* _Prompt_
According to the Rotorua guide, what nickname do locals use for Rotorua?

Trying to find out what you can do in Rotorua for free? If so, the answer is…heaps! In this guide, we’re sharing our favourite free activities in Rotorua, including free hot pools, nature walks, lakes and other outdoor attractions.
Rotorua is New Zealand’s geothermal wonderland. It’s filled with geysers, hot pools, bubbling mud pits, and neon volcanic lakes (oh, and a pervasive sulphuric smell…which you do get used to after a while).
The Rotorua region is rich in Māori culture and it’s home to some absolutely stunning natural beauty.
It’s also the North Island’s (quite literal) tourism hotspot and is known by locals as “Rotovegas” because of all the touristy activities in the area. You can do everything from ziplining to “zorbing” to mini-golfing with rabbits (not making this up!). There’s a wide range of attractions on offer, and you can easily spend a couple of days in Rotorua without running out of things to do.
The thing is, we never actually pay for activities in Rotorua. The area has SO many free and awesome things to do outdoors, and we prefer to save our money for the delicious local food and drinks!
In this guide, we’re sharing our top things to do in Rotorua, all of which happen to be completely free.
So let’s get to it: here are 7 free, fun things to do in Rotorua.
Map of Free Things to Do in Rotorua
1. Take a stroll around Kuirau Park
Rotorua is a city unlike any other in the world. The township sits on top of active geothermal land, and it’s not unusual to see steam vents in the backyards of some local homes.
While there are some great commercial parks in and around Rotorua (Te Puia, Wai-o-Tapu Thermal Wonderland, and Waimangu Volcanic Valley are the “big three”), one of the best places to see Rotorua’s geothermal wonders is Kuirau Park. It also happens to be free, and it’s right in town!
Wander through Kuirau Park and see bubbling mud pools, boiling lakes and rivers, and steam vents puffing up from the ground. All of this geothermal activity happens to be in an actual park, with playgrounds and picnic areas nearby. There can’t possibly be a park like this anywhere else on earth; it’s so unique!
After wandering through Kuirau Park, make sure to soak your toes in the free thermal foot pools. They’re not the hottest pools around, but they’re a lovely place to chill out for a bit.
2. Walk (or bike) through the Whakarewarewa Redwoods
Rotorua is home to a beautiful stand of Californian redwoods in the Whakarewarewa Forest.
While there are options here to pay for a treetop walk, you can walk under the redwoods without having to pay a cent. It’s completely free to enjoy these towering beauties from the trails below!
We love doing the Redwood Memorial Grove Track (2 km; approx. 30 mins), which takes you through groves of redwoods, lush fern trees, and an aquamarine thermal pond.

* _Given records_
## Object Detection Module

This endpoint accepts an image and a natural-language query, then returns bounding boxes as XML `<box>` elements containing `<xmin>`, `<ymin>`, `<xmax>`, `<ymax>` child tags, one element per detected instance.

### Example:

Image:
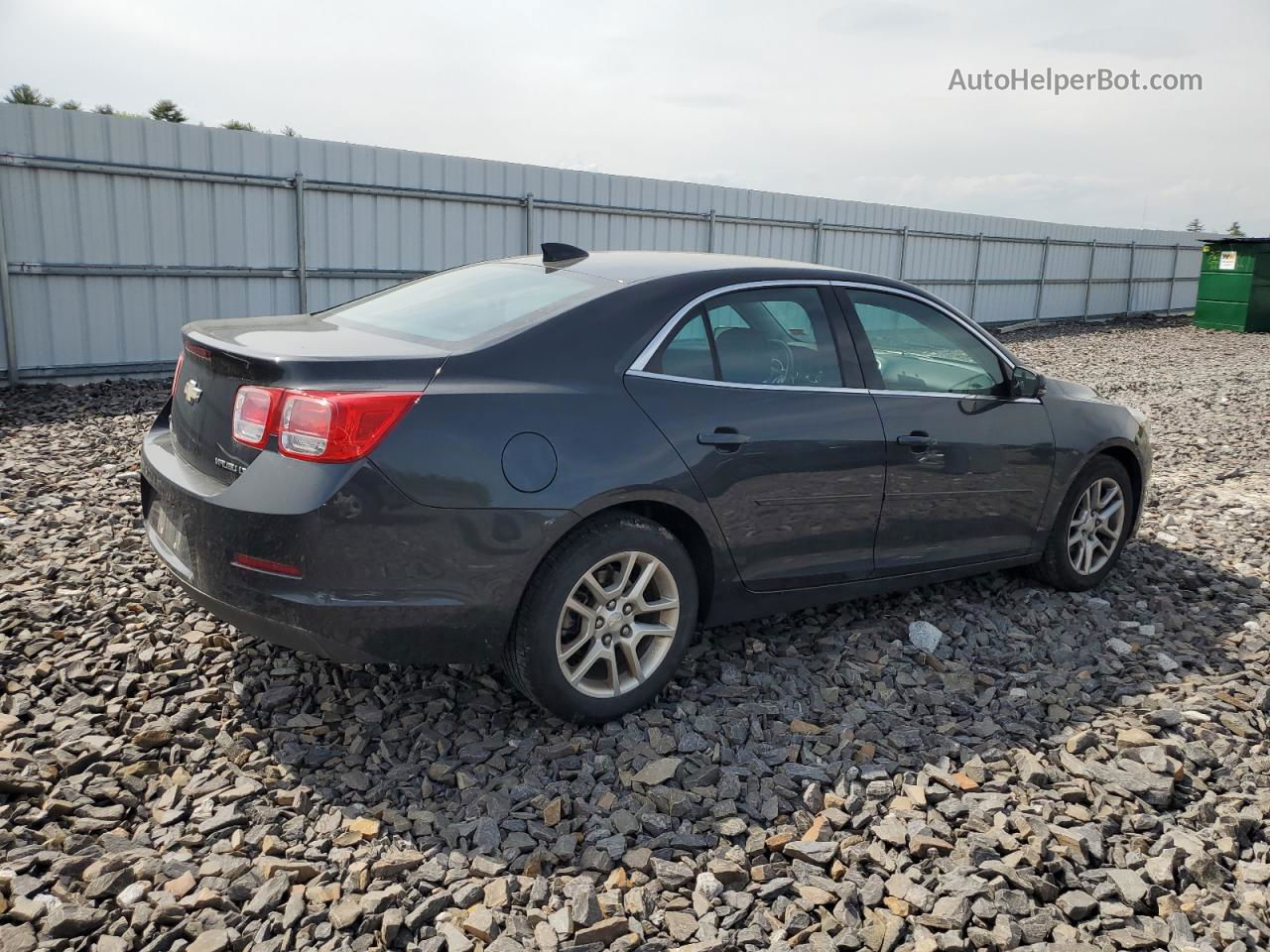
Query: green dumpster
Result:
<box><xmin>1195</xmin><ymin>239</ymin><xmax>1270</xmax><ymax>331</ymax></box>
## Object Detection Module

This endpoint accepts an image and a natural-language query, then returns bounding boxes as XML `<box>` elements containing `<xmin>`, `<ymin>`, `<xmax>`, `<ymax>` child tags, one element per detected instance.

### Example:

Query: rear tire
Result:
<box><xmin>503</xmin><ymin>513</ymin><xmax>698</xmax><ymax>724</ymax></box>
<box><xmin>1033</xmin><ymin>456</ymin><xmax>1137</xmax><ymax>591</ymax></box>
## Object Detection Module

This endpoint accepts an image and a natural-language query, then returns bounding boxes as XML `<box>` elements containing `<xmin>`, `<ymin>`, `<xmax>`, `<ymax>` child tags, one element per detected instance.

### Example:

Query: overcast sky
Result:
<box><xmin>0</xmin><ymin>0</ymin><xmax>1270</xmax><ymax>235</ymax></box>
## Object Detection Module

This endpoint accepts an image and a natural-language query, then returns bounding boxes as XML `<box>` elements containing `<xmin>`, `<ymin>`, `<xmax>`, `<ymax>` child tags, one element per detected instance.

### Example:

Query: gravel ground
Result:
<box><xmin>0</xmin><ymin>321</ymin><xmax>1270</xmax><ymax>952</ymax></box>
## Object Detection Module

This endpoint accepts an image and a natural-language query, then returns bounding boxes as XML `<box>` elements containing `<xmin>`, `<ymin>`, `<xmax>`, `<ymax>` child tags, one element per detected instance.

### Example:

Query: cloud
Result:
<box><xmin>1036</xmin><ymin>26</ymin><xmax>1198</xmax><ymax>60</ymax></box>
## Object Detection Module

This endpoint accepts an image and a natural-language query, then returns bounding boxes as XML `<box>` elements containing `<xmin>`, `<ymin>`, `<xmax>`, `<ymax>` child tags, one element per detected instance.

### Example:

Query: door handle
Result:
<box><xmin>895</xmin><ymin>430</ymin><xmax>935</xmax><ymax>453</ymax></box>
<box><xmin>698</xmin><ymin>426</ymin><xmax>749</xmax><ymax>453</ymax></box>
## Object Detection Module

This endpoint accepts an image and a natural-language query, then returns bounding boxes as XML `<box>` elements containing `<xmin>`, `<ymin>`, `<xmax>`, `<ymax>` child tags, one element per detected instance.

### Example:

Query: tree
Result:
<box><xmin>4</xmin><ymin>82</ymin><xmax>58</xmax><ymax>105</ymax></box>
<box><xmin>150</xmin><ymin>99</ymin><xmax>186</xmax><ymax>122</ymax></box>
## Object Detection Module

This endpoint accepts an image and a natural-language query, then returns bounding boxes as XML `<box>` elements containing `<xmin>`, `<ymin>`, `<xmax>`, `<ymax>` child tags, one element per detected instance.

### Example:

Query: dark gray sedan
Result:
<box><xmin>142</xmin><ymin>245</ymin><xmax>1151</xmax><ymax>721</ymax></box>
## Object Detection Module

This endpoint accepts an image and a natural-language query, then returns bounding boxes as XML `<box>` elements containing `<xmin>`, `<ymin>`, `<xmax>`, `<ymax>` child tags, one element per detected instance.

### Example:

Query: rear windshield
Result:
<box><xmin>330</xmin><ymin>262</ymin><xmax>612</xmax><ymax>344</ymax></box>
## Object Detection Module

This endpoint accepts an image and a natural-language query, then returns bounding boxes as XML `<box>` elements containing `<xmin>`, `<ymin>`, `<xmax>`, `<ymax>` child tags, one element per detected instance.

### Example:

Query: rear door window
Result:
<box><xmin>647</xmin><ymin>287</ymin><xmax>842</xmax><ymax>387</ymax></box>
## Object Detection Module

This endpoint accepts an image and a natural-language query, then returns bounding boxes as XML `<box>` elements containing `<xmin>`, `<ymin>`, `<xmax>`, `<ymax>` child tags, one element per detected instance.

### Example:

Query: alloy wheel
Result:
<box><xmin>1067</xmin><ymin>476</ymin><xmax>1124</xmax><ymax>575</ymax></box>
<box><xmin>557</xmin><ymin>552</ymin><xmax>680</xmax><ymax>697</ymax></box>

* _Problem solution_
Rotovegas